• _TEXTBLOCK_:
———

Die Kunst der Alchemie
Mit dem ersten Teil des Buchtitels deutet Brafman an, dass es sich für ihn bei der Alchemie (unter anderem) um eine Form von Kunst handelt. Dies zeigt sich für ihn bereits in den ersten noch erhaltenen Texten: Darin geht es um die Geheimnisse der Metallbearbeitung, der Schmuckherstellung und der dekorativen Kosmetik. Diese schriftlichen Zeugnisse stammen aus der Gegend um das Tote Meer und aus Ägypten, mehrere Jahrtausende vor unsere Zeitrechnung.
Alchemistisches findet Brafman weiter in zahlreichen Texten aus dem antiken Griechenland. Darunter die Materietheorie des Empedokles mit seiner Vier-Elemente-Lehre aus dem fünften Jahrhundert v. Chr. Sie stellte für die folgenden Jahrhunderte eine wichtige Säule der Alchemie dar. Gemäss dieser Lehre bestünde sämtliche Materie in unterschiedlicher Zusammensetzung aus den „Elementen“ Feuer, Wasser, Luft und Erde.

———

• _AUFGABEN_:
1: Beantworte zum Text über die Kunst der Alchemie diese Fragen:
(a) Aus welchen Gegenden stammen die ersten noch erhaltenen Texte?
(b) In welchem Jahrhundert entstand die Vier-Elemente-Lehre des Empedokles?
(c) Welche vier „Elemente“ nennt diese Lehre?
2: Gib aus dem Text über die Kunst der Alchemie wortgetreu den Abschnitt aus, der mit den Worten „Die Kunst der“ einsetzt und mit „vor unsere Zeitrechnung.“ schließt.

• _DATENSATZ_:

———

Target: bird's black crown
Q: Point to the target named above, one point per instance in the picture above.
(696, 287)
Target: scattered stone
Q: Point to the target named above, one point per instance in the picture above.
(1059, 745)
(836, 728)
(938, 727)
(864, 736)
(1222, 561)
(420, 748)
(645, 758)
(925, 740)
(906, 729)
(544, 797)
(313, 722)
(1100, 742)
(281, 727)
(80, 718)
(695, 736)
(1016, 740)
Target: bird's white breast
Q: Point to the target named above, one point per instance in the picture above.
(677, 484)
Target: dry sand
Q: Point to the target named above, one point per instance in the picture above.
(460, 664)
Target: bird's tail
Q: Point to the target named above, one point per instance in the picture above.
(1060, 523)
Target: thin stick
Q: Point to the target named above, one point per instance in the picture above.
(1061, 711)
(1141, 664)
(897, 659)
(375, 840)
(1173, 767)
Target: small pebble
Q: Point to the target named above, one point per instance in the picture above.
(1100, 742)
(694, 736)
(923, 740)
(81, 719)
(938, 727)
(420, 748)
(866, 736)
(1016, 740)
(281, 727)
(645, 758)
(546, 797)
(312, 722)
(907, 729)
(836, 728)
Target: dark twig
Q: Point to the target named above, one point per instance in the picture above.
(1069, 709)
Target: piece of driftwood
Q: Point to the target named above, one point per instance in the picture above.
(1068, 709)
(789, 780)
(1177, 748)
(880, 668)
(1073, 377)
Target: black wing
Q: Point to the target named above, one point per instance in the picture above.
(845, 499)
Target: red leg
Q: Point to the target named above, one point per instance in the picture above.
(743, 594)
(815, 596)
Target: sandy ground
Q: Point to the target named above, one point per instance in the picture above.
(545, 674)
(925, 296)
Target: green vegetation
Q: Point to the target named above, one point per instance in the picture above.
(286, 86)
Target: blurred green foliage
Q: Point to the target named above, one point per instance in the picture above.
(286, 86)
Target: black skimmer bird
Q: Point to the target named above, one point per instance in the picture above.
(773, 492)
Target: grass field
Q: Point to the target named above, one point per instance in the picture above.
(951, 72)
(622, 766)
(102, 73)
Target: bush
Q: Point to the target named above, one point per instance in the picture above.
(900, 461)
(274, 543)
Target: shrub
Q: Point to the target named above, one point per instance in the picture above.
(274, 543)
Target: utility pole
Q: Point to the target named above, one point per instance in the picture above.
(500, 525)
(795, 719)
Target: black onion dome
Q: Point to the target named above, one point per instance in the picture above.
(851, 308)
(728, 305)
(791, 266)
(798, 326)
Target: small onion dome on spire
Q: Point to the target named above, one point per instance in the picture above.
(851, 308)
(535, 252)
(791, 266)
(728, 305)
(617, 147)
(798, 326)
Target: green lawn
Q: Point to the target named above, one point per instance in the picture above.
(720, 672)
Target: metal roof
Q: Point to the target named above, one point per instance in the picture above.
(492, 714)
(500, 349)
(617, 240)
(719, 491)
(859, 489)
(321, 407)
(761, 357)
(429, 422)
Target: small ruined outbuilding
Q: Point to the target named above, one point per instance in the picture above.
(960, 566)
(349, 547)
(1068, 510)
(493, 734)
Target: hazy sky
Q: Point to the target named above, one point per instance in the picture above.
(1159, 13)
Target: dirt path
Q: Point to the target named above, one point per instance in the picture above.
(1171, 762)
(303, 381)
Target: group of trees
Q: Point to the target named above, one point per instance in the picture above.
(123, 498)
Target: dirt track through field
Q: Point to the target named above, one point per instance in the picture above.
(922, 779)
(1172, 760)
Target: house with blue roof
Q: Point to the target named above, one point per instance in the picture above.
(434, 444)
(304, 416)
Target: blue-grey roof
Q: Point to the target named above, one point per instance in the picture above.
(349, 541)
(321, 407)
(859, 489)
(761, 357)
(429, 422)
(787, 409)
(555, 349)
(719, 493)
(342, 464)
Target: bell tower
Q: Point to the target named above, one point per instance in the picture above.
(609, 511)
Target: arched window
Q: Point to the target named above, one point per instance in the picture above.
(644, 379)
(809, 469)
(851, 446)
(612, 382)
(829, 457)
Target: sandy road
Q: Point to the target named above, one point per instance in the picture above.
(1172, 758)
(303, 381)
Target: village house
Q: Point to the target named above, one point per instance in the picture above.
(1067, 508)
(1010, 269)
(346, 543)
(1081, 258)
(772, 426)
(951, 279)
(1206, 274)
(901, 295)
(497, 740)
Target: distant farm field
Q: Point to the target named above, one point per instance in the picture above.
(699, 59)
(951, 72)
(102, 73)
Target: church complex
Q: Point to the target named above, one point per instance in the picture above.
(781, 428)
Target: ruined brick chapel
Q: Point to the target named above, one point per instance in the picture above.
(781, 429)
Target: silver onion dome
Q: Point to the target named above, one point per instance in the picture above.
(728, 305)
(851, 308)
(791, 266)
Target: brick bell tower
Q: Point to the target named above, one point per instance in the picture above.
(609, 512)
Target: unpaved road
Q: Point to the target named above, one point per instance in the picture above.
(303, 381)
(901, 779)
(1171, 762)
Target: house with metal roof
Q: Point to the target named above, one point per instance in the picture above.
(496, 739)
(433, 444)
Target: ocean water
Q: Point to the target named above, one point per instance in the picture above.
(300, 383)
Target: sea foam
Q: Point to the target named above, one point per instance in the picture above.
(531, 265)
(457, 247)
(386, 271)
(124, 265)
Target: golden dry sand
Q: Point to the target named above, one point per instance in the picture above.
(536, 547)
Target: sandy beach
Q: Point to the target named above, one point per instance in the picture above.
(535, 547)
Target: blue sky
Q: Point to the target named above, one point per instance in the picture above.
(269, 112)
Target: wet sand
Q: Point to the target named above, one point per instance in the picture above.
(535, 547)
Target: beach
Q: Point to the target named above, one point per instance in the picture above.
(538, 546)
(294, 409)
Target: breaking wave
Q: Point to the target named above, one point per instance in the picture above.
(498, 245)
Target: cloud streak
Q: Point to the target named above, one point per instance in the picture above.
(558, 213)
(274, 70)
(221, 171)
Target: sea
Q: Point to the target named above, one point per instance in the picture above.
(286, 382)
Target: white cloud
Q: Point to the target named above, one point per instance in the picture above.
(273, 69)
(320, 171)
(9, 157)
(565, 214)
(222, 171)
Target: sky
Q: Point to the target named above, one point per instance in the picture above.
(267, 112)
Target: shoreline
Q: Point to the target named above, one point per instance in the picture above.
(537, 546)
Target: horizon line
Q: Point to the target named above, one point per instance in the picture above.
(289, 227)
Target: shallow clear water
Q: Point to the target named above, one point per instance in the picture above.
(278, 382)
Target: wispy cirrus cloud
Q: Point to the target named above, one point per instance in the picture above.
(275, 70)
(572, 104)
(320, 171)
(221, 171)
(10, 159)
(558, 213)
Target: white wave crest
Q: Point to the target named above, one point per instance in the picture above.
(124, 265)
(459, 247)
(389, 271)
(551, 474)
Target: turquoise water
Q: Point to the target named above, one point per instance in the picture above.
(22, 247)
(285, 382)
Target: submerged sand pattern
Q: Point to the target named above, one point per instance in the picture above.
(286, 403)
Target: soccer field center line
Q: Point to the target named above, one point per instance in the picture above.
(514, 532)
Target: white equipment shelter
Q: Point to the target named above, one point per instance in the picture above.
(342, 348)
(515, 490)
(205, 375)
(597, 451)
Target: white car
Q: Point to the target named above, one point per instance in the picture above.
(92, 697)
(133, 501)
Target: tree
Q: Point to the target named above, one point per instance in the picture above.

———

• _ANTWORTEN_:
1:
(a) Aus der Gegend um das Tote Meer und aus Ägypten.
(b) Im fünften Jahrhundert v. Chr.
(c) Feuer, Wasser, Luft und Erde.

2:
Die Kunst der Alchemie
Mit dem ersten Teil des Buchtitels deutet Brafman an, dass es sich für ihn bei der Alchemie (unter anderem) um eine Form von Kunst handelt. Dies zeigt sich für ihn bereits in den ersten noch erhaltenen Texten: Darin geht es um die Geheimnisse der Metallbearbeitung, der Schmuckherstellung und der dekorativen Kosmetik. Diese schriftlichen Zeugnisse stammen aus der Gegend um das Tote Meer und aus Ägypten, mehrere Jahrtausende vor unsere Zeitrechnung.